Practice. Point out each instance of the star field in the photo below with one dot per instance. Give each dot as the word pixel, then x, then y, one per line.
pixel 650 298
━━━━━━━━━━━━━━━━━━━━━━━━━━━━━━
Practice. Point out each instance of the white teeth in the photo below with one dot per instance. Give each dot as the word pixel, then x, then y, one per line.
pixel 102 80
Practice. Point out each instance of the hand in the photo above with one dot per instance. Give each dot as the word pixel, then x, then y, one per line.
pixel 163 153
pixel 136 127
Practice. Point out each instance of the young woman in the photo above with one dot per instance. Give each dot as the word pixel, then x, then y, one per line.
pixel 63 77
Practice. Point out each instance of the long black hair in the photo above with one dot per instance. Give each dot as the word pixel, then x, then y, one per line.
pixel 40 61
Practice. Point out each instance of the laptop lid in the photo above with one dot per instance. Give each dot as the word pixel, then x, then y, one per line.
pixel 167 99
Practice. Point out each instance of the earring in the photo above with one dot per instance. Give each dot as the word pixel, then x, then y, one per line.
━━━━━━━━━━━━━━━━━━━━━━━━━━━━━━
Task directions
Take the entries above and return only the lines from the one with "Practice. Point out each instance of the long" to the one with "Practice. Point out each instance of the earring", both included, unchanged.

Task output
Practice. Point out each instance of the long black hair in the photo above with one dot per instance. Give each dot as the word pixel, then x, then y, one per line.
pixel 40 61
Practice. Point out each instance of the laptop lid in the photo above with one dot per instance. Give each dot as the word pixel, then x, then y, one per line.
pixel 167 99
Practice. Point out each instance of the earring in the photo above with one dot per instance. Give each dot as the word pixel, then x, then y, one per line.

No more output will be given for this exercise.